# [PASSAGE FOR REVIEW]
---+---

# Off to Spain tomrrow



## brandywine (Aug 28, 2007)

Going to the tunnel tomorrow afternoon, anyone else heading that way?

To those going to the Denia meet, we look forward to seeing you there.

Regards.


----------



## SPACEFLOWER (Oct 22, 2006)

Safe journey and see you at Denia.


----------



## boggy (Sep 24, 2007)

Weather has been great over the last 3 weeks, rain today but improving again tomorrow. Moving in the morning and heading towards Calpe for a few days and then start heading home. Have a safe journey and enjoy the weather and meet at Denia

John & Gail


----------



## flyingpig (Jan 14, 2009)

Lucky b***er!
Not going until 20th March   . If anyone sees a Bessacar E460 with "Flyingpig on tour" on show in the window, it's us! Can't wait, have a good journey, hope to introduce ourselves at Denia to all at the meet.

See you there,   

Ken & Lin


----------



## tonka (Apr 24, 2006)

Thursday night, will be right behind you.. !!  
Cant wait.... It's my birthday so looks like having my cake on the ferry...!!
10 Days with our young grandkids in Costa Brava, fly them home to their mom, back out to Spain and then down to Benidorm for a few more weeks. Dont you just love Ryanair deals ? £10 !!!!
Not at Denia MHF rally but may be going to the MCC rally at Gandia..


----------



## sooty10 (Feb 22, 2009)

---+---

# [PROVIDED MATERIAL]
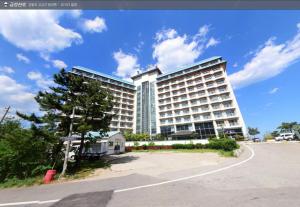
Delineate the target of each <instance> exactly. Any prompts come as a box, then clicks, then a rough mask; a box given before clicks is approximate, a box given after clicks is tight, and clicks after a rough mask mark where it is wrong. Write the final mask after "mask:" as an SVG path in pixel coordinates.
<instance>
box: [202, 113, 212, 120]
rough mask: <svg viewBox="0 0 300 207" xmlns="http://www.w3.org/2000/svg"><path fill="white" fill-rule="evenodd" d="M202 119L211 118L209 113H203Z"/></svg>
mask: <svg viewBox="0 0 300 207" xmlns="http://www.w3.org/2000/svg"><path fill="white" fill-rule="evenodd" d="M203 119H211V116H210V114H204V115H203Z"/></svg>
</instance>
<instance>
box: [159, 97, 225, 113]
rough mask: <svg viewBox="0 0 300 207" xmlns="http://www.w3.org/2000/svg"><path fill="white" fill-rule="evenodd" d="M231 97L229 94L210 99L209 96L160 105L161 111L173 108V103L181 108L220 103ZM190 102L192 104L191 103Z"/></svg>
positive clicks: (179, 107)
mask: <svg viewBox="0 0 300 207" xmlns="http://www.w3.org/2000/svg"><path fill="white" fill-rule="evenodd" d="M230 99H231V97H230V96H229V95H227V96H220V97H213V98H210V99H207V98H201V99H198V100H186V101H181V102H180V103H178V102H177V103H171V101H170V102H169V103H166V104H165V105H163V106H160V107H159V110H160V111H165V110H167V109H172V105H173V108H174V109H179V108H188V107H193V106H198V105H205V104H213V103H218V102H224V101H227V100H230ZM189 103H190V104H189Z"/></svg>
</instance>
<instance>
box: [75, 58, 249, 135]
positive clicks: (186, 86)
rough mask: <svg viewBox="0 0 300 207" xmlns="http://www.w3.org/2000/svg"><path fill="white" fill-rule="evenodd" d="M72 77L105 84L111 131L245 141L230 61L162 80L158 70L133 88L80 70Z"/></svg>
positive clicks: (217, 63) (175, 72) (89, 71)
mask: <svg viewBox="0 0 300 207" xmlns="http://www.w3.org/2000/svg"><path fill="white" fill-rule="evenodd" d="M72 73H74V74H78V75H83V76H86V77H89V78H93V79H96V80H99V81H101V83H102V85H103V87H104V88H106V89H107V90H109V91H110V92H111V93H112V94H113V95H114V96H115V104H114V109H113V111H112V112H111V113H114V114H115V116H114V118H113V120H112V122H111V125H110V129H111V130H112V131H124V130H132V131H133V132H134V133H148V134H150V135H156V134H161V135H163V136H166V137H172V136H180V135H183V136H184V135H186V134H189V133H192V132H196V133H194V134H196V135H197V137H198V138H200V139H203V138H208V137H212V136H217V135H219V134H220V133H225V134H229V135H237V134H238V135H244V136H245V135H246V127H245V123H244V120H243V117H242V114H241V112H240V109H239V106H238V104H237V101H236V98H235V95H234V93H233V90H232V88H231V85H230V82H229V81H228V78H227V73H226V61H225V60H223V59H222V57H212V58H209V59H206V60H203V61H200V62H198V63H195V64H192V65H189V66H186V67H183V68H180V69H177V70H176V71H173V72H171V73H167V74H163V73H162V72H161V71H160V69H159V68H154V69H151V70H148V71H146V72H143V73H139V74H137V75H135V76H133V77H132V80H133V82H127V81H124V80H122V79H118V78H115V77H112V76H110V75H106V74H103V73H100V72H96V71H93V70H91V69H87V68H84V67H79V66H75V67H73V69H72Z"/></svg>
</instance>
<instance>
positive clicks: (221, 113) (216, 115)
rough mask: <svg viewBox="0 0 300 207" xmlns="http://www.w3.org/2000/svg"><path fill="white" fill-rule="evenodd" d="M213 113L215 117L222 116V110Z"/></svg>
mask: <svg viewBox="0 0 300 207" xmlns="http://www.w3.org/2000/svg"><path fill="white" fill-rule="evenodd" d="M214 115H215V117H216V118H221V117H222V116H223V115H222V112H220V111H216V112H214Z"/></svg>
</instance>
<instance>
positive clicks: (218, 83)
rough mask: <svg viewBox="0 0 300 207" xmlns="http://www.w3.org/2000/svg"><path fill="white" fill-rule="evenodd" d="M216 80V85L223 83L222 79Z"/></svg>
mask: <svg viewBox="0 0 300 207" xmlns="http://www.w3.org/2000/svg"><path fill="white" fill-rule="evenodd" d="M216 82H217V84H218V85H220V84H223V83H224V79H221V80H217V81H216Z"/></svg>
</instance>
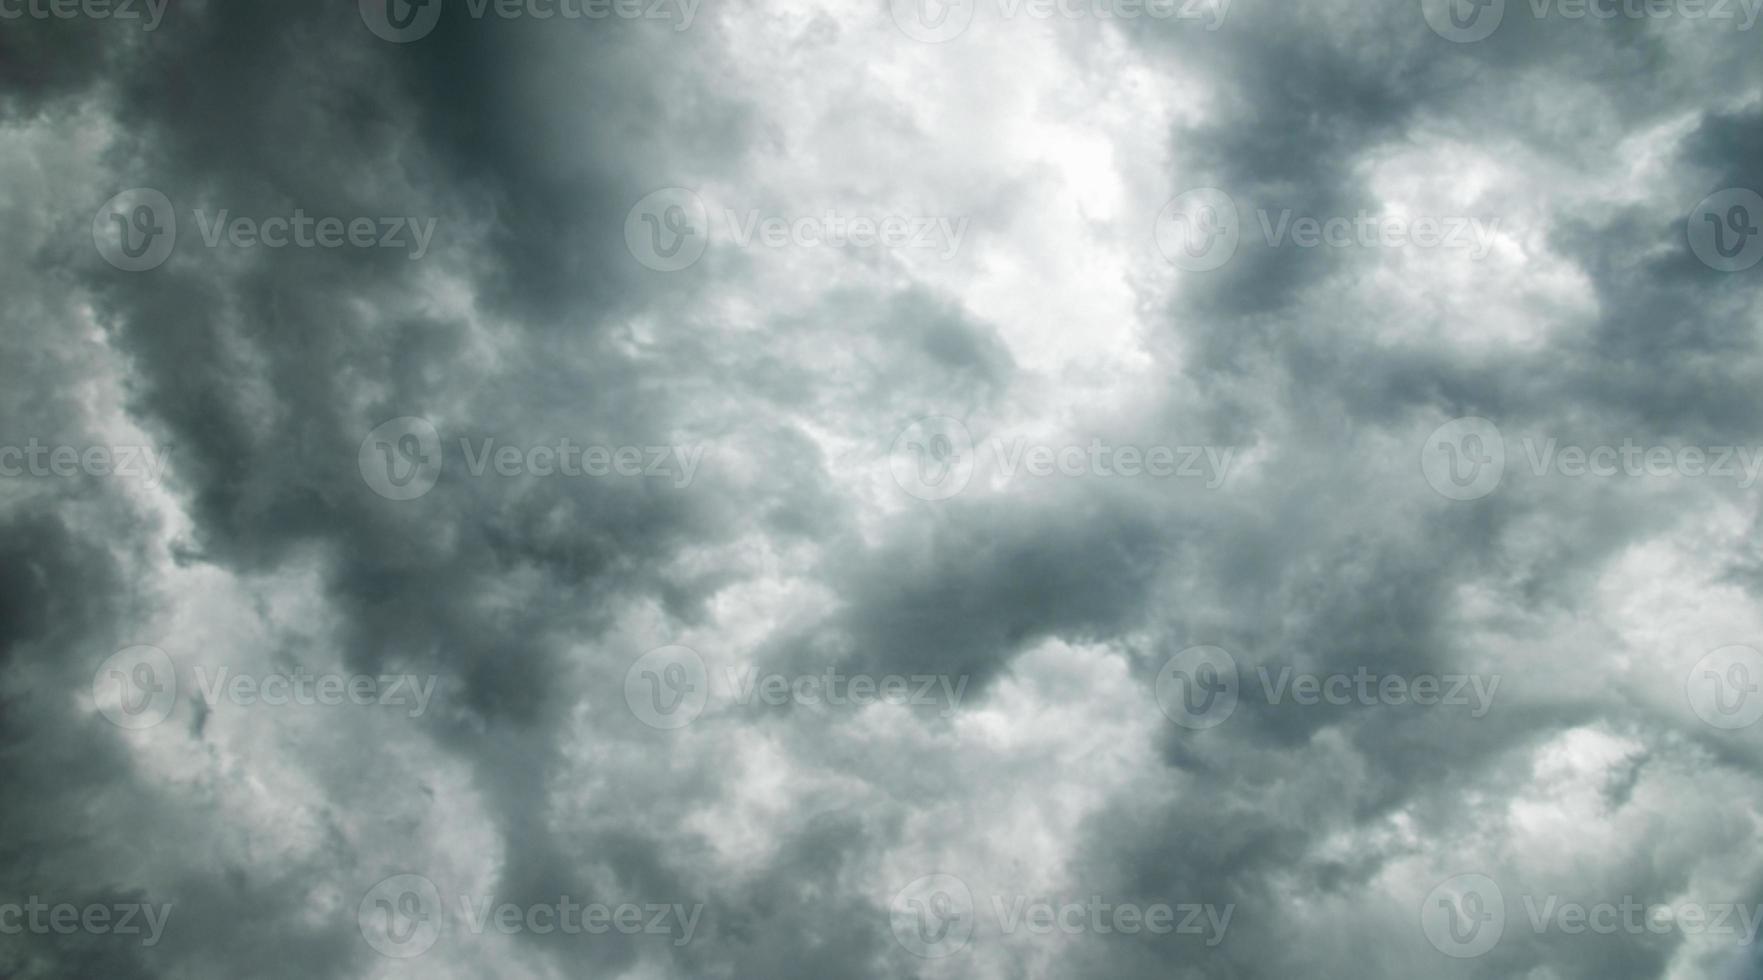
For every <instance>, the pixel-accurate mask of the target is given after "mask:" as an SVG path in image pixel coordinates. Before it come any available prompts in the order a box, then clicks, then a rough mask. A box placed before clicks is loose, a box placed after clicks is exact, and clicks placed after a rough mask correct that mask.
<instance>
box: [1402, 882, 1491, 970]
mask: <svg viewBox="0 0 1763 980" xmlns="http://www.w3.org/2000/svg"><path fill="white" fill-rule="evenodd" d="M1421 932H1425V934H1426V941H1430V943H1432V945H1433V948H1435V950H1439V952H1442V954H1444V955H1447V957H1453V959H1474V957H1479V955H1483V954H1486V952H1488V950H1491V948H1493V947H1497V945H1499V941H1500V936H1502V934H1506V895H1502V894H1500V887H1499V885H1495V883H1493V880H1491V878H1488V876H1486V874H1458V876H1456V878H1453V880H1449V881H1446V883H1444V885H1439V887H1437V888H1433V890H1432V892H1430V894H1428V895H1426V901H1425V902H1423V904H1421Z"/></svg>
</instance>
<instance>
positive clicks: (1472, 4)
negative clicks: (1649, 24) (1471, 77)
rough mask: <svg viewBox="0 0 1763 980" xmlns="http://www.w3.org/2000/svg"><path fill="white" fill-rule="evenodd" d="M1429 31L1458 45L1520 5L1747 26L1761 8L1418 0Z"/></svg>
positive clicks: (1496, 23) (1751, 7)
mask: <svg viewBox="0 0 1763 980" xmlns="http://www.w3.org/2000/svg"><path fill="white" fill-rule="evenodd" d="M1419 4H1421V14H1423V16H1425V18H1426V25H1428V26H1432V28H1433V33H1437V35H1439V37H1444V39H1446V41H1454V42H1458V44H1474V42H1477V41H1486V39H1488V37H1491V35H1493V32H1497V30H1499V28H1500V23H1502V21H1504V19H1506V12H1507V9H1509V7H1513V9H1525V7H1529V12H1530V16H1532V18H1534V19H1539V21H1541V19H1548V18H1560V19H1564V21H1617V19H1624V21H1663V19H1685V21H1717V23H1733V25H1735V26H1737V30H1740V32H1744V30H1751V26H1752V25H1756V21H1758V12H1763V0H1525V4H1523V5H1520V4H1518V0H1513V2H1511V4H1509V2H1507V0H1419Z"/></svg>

---+---

# [COMPLETE THE FOLLOWING]
A - In the forum thread about heading to Spain, what vehicle does flyingpig say to look out for?
B - Carry the forum thread about heading to Spain onward from the point where it stops.

# [ANSWERS IN ORDER]
A - A Bessacar E460 with "Flyingpig on tour" on show in the window.

B -
Hope you have a good and safe journey. Will see you in Denia in a few weeks.

Sooty


----------



## hogan (Oct 31, 2006)

tonka said:


> Thursday night, will be right behind you.. !!
> Cant wait.... It's my birthday so looks like having my cake on the ferry...!!
> 10 Days with our young grandkids in Costa Brava, fly them home to their mom, back out to Spain and then down to Benidorm for a few more weeks. Dont you just love Ryanair deals ? £10 !!!!
> Not at Denia MHF rally but may be going to the MCC rally at Gandia..


What site in Gandia ? is it La Alquera


----------



## tonka (Apr 24, 2006)

hogan said:


> tonka said:
> 
> 
> > Thursday night, will be right behind you.. !!
> ...


Yes, i think it is.. 16th-20th march.


----------



## tonka (Apr 24, 2006)

hogan said:


> tonka said:
> 
> 
> > Thursday night, will be right behind you.. !!
> ...


Yes, i think it is.. 16th-20th march.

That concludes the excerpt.